* **Information provided**
__________
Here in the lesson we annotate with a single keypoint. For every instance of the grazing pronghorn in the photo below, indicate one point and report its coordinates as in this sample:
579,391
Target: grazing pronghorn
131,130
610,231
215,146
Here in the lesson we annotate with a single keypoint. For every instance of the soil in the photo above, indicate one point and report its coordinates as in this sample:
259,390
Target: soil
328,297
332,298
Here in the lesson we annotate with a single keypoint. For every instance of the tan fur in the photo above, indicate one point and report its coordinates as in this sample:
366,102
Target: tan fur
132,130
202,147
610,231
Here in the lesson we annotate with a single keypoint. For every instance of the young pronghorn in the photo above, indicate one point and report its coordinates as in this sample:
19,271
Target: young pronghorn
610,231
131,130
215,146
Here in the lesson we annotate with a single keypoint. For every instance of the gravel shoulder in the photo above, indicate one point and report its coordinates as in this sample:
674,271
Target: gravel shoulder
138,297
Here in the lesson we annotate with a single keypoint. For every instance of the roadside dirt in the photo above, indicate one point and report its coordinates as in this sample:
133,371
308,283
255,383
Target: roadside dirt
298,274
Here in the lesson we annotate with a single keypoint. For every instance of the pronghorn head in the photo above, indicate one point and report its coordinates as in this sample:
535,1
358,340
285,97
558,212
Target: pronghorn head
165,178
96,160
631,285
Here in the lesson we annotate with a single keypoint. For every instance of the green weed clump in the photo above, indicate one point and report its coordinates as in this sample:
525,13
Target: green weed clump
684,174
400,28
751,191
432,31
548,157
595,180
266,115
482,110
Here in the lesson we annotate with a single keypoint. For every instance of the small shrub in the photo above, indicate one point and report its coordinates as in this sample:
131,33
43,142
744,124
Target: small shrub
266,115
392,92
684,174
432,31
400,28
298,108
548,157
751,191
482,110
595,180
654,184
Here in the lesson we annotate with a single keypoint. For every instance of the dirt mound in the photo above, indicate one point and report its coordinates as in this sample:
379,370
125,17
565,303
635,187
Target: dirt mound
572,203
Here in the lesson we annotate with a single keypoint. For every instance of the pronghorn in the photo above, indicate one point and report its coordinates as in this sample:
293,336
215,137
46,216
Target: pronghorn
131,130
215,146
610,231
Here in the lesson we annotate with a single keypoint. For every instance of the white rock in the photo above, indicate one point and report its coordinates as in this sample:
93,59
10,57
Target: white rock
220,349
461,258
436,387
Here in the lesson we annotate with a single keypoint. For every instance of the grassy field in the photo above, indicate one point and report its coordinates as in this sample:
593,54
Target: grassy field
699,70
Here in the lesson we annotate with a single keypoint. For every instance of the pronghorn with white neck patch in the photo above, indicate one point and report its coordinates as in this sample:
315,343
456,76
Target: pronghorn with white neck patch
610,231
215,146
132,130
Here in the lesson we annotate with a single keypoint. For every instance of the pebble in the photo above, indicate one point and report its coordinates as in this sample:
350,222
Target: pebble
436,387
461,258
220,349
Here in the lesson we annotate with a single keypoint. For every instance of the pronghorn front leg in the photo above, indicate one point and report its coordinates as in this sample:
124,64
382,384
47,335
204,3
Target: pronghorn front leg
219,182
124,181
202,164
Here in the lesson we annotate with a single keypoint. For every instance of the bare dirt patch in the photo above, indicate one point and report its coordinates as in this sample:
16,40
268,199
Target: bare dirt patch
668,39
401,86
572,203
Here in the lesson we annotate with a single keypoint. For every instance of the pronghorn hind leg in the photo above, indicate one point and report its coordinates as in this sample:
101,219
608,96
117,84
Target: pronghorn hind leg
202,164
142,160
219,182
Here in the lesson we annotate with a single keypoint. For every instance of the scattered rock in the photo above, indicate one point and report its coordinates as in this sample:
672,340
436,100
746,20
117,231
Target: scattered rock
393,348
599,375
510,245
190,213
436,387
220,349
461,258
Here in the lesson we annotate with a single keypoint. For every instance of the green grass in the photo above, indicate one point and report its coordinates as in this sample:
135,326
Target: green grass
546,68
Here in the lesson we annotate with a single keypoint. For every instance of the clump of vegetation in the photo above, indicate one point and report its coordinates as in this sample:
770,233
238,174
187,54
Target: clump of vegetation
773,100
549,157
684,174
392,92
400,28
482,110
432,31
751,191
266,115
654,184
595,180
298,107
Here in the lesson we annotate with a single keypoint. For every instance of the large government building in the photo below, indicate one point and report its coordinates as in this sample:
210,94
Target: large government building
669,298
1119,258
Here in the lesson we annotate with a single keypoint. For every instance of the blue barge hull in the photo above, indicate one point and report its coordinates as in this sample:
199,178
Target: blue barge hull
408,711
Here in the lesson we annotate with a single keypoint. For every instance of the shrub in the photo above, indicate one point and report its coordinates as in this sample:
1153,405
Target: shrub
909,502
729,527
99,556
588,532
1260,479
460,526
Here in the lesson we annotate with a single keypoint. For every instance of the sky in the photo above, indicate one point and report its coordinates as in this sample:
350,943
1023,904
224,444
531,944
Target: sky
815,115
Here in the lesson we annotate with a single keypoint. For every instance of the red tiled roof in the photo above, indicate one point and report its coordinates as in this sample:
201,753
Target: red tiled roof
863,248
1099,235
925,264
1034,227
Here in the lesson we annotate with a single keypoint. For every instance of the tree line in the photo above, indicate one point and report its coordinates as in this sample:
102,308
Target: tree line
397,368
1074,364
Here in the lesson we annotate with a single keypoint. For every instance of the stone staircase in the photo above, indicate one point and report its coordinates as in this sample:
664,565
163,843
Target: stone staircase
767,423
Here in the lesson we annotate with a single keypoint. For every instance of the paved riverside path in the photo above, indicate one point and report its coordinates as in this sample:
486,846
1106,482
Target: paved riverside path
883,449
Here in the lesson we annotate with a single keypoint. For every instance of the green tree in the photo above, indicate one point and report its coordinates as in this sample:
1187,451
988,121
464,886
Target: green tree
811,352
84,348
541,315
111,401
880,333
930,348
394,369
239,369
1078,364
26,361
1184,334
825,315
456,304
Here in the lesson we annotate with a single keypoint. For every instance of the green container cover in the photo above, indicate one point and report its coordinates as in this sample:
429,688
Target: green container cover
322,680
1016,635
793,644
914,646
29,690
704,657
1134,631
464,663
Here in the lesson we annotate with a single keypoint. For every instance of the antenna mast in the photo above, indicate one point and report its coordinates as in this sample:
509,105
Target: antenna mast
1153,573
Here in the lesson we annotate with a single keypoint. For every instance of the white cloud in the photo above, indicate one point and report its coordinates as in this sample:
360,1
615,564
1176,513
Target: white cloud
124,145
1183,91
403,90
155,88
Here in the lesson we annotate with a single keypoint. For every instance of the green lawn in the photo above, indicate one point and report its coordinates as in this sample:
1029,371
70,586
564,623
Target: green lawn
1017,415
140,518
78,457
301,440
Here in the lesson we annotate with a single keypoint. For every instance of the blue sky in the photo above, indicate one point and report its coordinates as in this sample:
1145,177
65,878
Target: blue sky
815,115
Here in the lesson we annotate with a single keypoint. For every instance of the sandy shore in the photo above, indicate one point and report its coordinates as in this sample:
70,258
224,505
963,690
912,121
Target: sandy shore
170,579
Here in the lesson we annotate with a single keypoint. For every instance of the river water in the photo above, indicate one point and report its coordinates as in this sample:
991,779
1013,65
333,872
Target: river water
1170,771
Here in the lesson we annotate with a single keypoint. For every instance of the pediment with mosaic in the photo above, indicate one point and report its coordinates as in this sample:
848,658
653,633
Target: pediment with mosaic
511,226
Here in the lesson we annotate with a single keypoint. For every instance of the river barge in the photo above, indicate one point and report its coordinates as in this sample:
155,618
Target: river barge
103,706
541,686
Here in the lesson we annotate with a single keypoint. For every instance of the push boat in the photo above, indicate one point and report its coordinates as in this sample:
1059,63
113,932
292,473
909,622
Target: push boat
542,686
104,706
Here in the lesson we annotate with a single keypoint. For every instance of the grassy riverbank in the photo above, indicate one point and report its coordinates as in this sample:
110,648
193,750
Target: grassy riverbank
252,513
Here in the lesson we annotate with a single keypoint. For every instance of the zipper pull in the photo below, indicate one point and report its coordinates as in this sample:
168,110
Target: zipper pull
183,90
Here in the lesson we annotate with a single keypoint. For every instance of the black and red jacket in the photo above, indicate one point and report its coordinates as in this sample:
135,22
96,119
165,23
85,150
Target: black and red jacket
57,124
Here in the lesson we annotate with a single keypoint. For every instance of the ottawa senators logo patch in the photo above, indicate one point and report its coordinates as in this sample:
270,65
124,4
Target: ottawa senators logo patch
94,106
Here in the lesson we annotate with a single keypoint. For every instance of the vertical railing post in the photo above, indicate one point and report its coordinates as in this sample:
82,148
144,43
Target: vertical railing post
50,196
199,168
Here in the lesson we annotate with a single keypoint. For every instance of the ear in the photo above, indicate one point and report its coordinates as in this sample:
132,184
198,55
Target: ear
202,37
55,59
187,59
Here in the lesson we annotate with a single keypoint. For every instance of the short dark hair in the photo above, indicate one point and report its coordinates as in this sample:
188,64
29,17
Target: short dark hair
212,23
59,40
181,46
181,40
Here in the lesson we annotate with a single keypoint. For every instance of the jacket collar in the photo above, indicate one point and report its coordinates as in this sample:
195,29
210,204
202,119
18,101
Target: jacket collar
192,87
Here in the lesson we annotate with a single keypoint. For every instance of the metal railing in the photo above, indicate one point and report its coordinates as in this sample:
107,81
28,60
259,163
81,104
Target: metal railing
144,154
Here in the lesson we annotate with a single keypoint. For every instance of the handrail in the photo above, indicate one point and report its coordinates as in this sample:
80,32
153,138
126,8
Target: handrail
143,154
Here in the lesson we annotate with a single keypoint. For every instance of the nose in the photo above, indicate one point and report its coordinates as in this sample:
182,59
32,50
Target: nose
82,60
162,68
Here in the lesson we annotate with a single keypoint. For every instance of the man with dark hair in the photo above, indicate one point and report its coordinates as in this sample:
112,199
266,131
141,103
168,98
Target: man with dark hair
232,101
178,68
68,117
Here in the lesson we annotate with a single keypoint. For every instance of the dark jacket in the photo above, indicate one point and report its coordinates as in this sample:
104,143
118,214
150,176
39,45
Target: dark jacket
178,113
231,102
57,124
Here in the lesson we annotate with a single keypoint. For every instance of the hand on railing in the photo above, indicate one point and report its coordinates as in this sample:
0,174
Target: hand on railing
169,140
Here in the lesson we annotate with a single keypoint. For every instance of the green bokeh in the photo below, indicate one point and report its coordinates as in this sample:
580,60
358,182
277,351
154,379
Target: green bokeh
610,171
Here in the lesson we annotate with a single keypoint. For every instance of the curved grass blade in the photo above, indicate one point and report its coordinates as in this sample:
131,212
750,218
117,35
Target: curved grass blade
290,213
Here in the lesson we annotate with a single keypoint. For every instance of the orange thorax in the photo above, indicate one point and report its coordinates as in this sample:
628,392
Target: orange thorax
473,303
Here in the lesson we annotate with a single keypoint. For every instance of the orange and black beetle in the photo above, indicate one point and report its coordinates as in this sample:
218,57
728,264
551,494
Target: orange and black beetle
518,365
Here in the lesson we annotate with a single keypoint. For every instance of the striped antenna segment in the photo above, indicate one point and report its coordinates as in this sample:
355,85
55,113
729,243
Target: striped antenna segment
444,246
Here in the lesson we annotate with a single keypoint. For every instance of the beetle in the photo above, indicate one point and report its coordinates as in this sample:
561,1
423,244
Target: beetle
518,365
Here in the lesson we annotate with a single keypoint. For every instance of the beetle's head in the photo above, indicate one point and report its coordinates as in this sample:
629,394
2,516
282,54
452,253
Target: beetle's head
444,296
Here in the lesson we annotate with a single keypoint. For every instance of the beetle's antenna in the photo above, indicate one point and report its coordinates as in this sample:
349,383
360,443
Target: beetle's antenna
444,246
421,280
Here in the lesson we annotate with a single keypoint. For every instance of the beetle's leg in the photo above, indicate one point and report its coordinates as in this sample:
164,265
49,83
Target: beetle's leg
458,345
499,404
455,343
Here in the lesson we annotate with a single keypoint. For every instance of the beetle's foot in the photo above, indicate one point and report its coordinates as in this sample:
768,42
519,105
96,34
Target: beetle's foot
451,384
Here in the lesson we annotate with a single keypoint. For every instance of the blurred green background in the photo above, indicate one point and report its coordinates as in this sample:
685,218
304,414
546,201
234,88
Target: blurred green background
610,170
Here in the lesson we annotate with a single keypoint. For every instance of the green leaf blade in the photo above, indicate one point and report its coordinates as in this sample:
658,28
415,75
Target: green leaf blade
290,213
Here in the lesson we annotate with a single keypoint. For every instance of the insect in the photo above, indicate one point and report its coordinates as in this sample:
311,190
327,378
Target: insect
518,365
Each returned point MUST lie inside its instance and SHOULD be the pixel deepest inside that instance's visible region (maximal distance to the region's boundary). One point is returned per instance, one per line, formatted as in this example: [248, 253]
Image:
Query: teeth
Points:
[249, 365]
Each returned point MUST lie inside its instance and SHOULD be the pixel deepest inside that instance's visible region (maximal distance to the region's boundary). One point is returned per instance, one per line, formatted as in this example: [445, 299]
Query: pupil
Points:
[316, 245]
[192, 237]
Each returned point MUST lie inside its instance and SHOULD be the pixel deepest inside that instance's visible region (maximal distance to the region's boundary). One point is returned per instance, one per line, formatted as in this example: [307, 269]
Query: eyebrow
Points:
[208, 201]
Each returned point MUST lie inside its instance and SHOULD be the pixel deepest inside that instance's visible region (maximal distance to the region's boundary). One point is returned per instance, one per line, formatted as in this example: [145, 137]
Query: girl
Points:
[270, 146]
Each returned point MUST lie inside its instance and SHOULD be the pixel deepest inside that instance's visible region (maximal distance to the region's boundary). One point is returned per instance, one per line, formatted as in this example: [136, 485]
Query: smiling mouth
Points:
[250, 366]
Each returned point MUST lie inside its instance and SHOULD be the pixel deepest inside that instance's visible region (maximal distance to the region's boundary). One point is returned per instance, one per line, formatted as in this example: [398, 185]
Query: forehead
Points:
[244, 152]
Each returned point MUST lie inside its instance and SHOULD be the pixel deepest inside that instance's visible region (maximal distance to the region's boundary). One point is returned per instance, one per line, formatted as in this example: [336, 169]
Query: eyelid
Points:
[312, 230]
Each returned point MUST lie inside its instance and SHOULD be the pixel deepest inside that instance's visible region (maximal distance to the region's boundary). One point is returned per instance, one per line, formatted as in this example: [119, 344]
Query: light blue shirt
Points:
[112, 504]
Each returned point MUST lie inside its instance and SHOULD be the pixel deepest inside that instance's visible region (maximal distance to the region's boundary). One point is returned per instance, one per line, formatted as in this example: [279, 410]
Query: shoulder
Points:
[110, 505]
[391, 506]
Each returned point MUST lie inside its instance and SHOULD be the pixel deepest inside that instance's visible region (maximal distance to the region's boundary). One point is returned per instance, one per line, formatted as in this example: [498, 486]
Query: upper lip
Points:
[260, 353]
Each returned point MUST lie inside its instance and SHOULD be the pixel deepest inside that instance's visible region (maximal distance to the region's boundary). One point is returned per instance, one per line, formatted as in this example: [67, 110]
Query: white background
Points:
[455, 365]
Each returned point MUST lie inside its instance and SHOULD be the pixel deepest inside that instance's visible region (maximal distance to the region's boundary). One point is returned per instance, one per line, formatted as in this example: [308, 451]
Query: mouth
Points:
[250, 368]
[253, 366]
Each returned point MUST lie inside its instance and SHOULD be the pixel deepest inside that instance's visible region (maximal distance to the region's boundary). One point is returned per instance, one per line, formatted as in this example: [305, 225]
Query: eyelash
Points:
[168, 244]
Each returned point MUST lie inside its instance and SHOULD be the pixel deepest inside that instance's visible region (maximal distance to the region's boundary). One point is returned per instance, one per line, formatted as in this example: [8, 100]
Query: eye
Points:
__________
A single number is needed: how many lines of the material contain the word "below".

4